- Consignas:
- a) Reproduce literalmente el tramo del fragmento que va desde "El local donde" hasta "alguna rendija, y…comprender.".
- b) Enumera todo lo que, según el fragmento, le preguntaron a la narradora más de una vez en el local.

- Fragmento de origen:

Mi boca se abre con cierta frecuencia y mis ojos miran inquisitivos en
ademán de interpretar y comprender. Esa postura tan mía es la de esa niña que
una vez fue, sin arrugas, sin antifaces y la frescura de un mundo por
descubrir.
Y pese a quien pese en cierta manera la conservo en las cavernas de mi ser
y de vez en cuando emerge, se me escapa y campa a sus anchas poseyendo sus
propios registros, asombrándose que aún haya un mundo que la fascina a pesar de
las miserias que van disfrazadas de divos simplemente para hacerse un hueco en
las vida que les ha tocado en suerte o no, digiriendo además ese otro yo no
bien visto ni por unos ni siquiera por sí mismo, pero tiran hacia delante
convirtiéndose en un buey que no mira hacia atrás, pero que tampoco piensa en
lo que hay no vaya a ser que sus patas se hundan para siempre, y no puedan
seguir tirando de su carro íntimo y personal.
…Mis ojos de niña revestidos de mujer mundana se introdujeron en una esfera
muy distinta a la habitual. El olfato se imaginaba, absorbía aromas que había
imaginado, pero luego recordó que de imaginar nada. Hace mucho tiempo olfateó
un ambiente parecido cuando trabajaba en unos submundos que, aunque mal vistos,
en ellos encontré tanta vida y humanidad que fueron tesoro de experiencia (hubo
un tiempo en que trabajé para una revista, la dueña tenía una doble vida: por
las noches se transformaba y se convertía en una madame de un club de alterne)
El local donde entró mi niña grande estaba decorado con buen gusto y una
música incitaba a seguir el ritmo sin parar. Mi voz enmudeció, más de una vez
me preguntaron si estaba cómoda, si tenía sueño, si estaba aburrida o no me
gustaba el lugar. Yo respondía negando con la cabeza porque aún sin gente aquel
lugar me pedía a mi alma de niña y corazón de mujer diseccionar sus aristas, penetrar
en él por alguna rendija, y…comprender.
Al rato se fue llenando el bar, la música seguía excitando mis sentidos, yo
salí a fumar ya no por la querencia al humo en mis pulmones sino más el afán de
investigar las peculiaridades del local y sus inquilinos. Todos hombres y sin
ninguna diferencia a los que te topas en cualquier momento por la calle.

- Datos de origen:
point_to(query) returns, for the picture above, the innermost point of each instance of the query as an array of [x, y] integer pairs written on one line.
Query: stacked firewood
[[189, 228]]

- Soluciones:
- a)
El local donde entró mi niña grande estaba decorado con buen gusto y una
música incitaba a seguir el ritmo sin parar. Mi voz enmudeció, más de una vez
me preguntaron si estaba cómoda, si tenía sueño, si estaba aburrida o no me
gustaba el lugar. Yo respondía negando con la cabeza porque aún sin gente aquel
lugar me pedía a mi alma de niña y corazón de mujer diseccionar sus aristas, penetrar
en él por alguna rendija, y…comprender.

- b)
- Si estaba cómoda.
- Si tenía sueño.
- Si estaba aburrida.
- Si no le gustaba el lugar.